- **Set problem 1**:
Answer these from the mailing-list post below about who counts as a journalist:
(a) Who sent the reply dated Mon, 27 Aug 2001?
(b) According to that reply's subject line, for how many days was Vanessa Leggett kept in jail?
(c) What situation does the quoted passage name as one with strong countervailing societal interests?
- **Set problem 2**:
Carry on the mailing-list post below about who counts as a journalist, starting right after its last sentence.

FC: When anyone can publish, who's a journalist now?

From: Declan McCullagh (declanat_private)
Date: Wed Aug 29 2001 - 08:01:30 PDT

  • Next message: Declan McCullagh: "FC: Can you cover ads on the web? Gator lawsuit seeks to find out"

    	
    *********
    
    To: declanat_private
    cc: politechat_private
    Subject: Re: FC: Prosecutors, judges keep Vanessa Leggett in jail for 37 days
    Date: Mon, 27 Aug 2001 12:13:02 -0400
    From: Dan Geer <geerat_private>
    
    Declan,
    
    This
    
       >http://www.washingtonpost.com/wp-dyn/articles/A60302-2001Aug25.html
       >So let's return to the question: Just who is a writer? The
       >obvious first answer to the question is: Anyone who writes.
       >That is the old formula -- if it walks like a duck, and quacks
       >like a duck . . . . But such an all-embracing definition may be
       >too broad for situations where there are strong countervailing
       >societal interests. A murder investigation would be viewed as
       >such a situation. Someone with crucial information shouldn't be
       >able to declare himself a "writer" and thus frustrate a
       >legitimate state inquiry.

- **Given entries**:
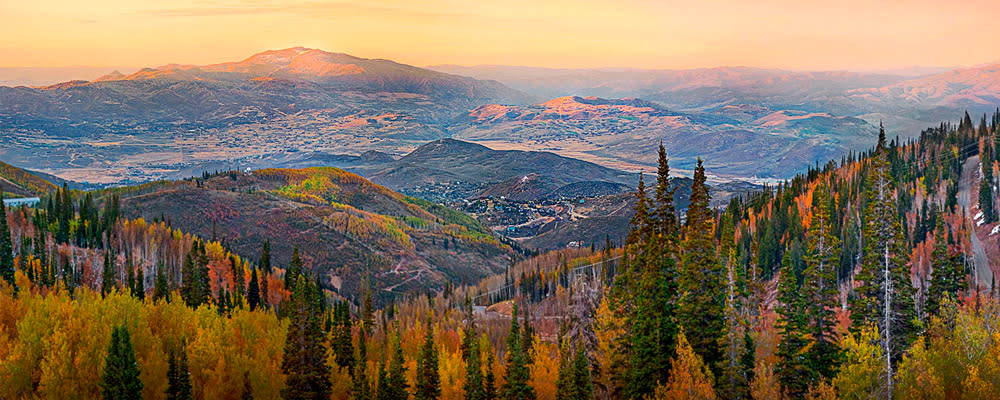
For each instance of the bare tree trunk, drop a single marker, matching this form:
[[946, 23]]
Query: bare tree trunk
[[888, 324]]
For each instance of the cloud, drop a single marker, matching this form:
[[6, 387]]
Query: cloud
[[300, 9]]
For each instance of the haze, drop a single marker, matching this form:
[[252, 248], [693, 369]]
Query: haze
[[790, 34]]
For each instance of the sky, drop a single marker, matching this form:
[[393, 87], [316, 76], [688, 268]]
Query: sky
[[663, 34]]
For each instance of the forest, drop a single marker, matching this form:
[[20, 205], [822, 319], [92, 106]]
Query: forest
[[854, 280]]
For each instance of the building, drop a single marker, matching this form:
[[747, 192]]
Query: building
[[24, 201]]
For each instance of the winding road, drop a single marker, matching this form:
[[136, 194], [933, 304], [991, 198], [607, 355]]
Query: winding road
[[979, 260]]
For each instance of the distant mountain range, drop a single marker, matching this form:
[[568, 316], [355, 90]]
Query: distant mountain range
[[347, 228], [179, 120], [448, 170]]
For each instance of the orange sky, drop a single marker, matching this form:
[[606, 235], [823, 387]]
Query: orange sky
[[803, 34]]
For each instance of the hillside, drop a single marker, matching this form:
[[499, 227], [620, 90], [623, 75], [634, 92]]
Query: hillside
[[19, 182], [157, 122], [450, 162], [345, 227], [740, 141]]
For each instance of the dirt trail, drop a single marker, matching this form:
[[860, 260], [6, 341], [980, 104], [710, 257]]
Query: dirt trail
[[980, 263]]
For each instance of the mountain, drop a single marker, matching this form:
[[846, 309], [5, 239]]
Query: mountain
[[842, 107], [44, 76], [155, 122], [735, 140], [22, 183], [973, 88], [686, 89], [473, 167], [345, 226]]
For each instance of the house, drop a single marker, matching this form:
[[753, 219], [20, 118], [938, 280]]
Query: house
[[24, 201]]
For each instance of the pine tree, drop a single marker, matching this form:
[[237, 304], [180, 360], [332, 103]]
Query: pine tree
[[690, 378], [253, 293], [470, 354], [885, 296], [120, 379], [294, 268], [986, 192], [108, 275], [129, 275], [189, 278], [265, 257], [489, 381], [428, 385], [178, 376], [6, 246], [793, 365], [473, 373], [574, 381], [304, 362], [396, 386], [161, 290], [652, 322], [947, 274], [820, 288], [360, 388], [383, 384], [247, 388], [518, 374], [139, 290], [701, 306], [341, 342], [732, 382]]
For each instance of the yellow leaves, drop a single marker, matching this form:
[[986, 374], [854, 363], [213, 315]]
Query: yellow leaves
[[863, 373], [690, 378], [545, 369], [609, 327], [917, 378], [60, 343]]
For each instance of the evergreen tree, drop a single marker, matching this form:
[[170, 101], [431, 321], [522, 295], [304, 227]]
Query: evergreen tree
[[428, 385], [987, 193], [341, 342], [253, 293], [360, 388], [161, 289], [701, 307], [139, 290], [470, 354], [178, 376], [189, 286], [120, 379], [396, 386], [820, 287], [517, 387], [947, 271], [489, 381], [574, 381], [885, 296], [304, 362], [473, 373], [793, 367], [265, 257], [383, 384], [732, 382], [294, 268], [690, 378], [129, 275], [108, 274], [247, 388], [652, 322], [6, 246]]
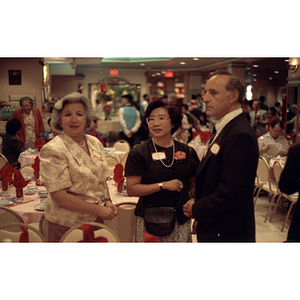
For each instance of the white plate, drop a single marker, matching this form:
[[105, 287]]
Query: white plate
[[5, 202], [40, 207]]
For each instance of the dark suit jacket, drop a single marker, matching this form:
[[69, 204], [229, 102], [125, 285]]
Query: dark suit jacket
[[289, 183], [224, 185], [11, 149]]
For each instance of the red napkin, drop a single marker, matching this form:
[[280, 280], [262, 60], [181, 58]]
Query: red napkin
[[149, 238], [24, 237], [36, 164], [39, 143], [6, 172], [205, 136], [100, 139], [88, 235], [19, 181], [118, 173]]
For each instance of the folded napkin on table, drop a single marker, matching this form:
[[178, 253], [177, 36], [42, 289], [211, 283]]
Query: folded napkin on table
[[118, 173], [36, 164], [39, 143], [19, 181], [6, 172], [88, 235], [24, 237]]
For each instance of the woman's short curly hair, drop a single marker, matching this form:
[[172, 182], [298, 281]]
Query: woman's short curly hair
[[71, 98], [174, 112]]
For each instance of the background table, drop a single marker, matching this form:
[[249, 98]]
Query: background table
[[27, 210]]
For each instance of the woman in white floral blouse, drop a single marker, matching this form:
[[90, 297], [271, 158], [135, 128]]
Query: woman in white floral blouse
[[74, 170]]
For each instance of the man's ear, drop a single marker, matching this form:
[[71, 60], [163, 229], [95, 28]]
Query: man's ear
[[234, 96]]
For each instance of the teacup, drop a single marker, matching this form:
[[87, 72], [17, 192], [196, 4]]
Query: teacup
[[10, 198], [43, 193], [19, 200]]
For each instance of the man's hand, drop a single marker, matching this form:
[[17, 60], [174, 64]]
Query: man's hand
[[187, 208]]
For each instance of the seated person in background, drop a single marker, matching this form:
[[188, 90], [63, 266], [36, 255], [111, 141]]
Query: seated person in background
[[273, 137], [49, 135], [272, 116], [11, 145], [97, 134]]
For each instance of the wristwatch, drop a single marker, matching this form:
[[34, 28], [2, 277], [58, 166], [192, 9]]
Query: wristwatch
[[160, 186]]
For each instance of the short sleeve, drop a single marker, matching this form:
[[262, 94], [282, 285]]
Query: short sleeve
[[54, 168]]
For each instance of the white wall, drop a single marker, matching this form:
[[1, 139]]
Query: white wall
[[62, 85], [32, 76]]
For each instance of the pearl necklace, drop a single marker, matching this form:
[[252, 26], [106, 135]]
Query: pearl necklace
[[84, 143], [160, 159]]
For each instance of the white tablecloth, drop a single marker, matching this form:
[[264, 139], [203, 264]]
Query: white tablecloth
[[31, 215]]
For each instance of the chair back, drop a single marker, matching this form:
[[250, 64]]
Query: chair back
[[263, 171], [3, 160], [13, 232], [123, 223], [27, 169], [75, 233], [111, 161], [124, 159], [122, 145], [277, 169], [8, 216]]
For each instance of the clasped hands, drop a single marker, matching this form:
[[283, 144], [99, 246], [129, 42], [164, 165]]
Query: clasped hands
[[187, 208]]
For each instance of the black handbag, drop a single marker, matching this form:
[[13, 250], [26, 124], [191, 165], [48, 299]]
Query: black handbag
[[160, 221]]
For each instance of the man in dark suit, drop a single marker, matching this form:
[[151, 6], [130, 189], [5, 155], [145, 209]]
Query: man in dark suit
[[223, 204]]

- **Final answer 1**:
(a) Dan Geer
(b) 37 days
(c) A murder investigation

- **Final answer 2**:
    leads to a very interesting thought experiment:  The privileges being
    claimed inure to the putative journalist by way of role-based access
    control.  Their "professional" role is one "characterized by or
    conforming to the technical or ethical standards of a profession" where
    profession is, itself, "a calling requiring specialized knowledge and
    often long and intensive academic preparation."   If you are in The
    Role, then you get access to The Privileges thereof, Q.E.D.
    
    Now the thought experiment is this:  If the Profession of Jornalists
    (PoJ) chooses to defend the proposition that anyone who wants to be one
    automatically is one, then whether I am today a journalist or not is a
    role decision that presumably I get to make, both to adopt the role and
    to rescind the role, according to my whim.  As the role has and claims
    substantial privileges, what bargain would the PoJ offer to society at
    large to justify, whether politically or morally or economically, the
    extension to the many what had heretofore been special privileges
    afforded to the PoJ few?  In other words, if the right claimed is to
    not tell law enforcement what one knows today in exchange for the
    promise to eventually tell the entire public that part of it that can
    be woven into a readable narrative, then the terms of the bargain are
    at least clear.
    
    If I were a journalist I'd worry about ending up with fewer privileges
    in exchange for many more journalists.  In the meantime, may I borrow
    your Press Pass?
    
    --dan
    
    
    
    
    -------------------------------------------------------------------------
    POLITECH -- Declan McCullagh's politics and technology mailing list
    You may redistribute this message freely if you include this notice.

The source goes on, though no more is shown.